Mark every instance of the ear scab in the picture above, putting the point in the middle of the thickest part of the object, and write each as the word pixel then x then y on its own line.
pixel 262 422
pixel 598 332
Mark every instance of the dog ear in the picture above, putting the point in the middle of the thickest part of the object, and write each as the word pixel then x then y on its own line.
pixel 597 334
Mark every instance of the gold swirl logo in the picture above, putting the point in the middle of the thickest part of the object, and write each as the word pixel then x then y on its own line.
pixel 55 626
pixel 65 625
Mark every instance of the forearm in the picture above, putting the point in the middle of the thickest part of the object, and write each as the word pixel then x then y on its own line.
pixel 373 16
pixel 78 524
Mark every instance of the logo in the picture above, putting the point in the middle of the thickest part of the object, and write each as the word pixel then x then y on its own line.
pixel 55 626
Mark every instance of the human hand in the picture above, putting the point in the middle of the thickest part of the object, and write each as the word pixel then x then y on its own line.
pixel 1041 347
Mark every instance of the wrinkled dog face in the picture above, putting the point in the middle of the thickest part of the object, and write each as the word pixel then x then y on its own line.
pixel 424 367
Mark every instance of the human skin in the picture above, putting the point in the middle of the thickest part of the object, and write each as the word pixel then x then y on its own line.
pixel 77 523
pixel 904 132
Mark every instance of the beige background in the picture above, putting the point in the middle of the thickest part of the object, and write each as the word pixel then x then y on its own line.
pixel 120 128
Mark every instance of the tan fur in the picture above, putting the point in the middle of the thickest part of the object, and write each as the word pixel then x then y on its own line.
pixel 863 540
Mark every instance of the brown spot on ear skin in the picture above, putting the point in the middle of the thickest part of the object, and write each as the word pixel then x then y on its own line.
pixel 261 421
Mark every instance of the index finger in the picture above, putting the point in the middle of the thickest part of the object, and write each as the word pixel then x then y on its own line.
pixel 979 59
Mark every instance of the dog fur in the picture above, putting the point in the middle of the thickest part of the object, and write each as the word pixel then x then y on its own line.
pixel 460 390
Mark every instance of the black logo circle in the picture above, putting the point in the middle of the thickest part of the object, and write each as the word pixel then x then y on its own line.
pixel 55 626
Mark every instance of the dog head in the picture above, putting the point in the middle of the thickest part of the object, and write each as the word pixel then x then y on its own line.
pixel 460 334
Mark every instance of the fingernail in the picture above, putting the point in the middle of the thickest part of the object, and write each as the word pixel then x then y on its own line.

☆ ☆ ☆ ☆ ☆ ☆ ☆

● Prompt: Print all the data exactly.

● Task solution:
Mark every instance of the ear scab in the picture above, putting the point in the middle of the thickest part of the object, and write each as the word pixel then x then y on its own line.
pixel 262 422
pixel 598 332
Mark every instance of the dog ear in the picture above, putting the point in the middle of the thickest part of the object, and write each as the word pixel then x then y on its own line.
pixel 597 334
Mark every instance of the gold swirl logo in the picture above, putting the point in the middle of the thickest part of the object, and write each as the word pixel then x then y on its own line.
pixel 55 626
pixel 65 625
Mark every instance of the forearm in the picture above, putting the point in the middle of the thickest part of the object, and write each as the word pixel then x then y on its own line.
pixel 373 16
pixel 78 524
Mark every instance of the logo in the picture above, putting the point in the middle of the thickest part of the object, and write each as the word pixel then x then y on its own line.
pixel 55 626
Mark every instance of the human hand in the picture above, putting the point in the middle of the thickest part of the object, and write each as the word pixel then x then y on its own line.
pixel 1041 347
Mark every instance of the wrinkled dog face in the picture above, putting the point in the middle of the thickest part of the object, and write each as the word pixel then x then y on its own line.
pixel 424 367
Mark every instance of the human skin in the picture above, putting the point in the middle of the thickest part of the object, and write each as the word pixel then x then y on its own line.
pixel 77 523
pixel 904 132
Mark every instance of the beige background in the picture above, putting the point in the middle of the thickest part of the object, and write each as the word pixel then x then y on its own line.
pixel 120 128
Mark every instance of the tan fur in the picture above, putting the point in the middle of the thickest part of the object, and write each as the word pixel then x then y on its own line.
pixel 863 540
Mark every instance of the brown spot on ear skin in the picture above, putting the point in the middle of the thickest part of the object, and write each as the word pixel then x then y on its own line.
pixel 261 421
Mark every instance of the index finger in the picture above, putting the point in the middle of the thickest part of the object, and write each as the word pixel then x then y on its own line.
pixel 979 59
Mark every instance of the dog fur in the picture above, putting the point in the middle of the thickest part of the object, and write each as the word pixel then x then y on its own line.
pixel 460 390
Mark every instance of the black logo circle in the picture above, putting the point in the middle of the thickest part of the object, and write each as the word pixel then x then y on its own line.
pixel 55 626
Mark every instance of the dog head in the picture above, putting the point in the middle of the thickest part of the object, and write each as the word pixel then x then y on its own line.
pixel 460 334
Mark every instance of the fingernail in the picture above, putting the point in the middle of the thickest part of the object, and write each as the word pixel then x then y on its own line.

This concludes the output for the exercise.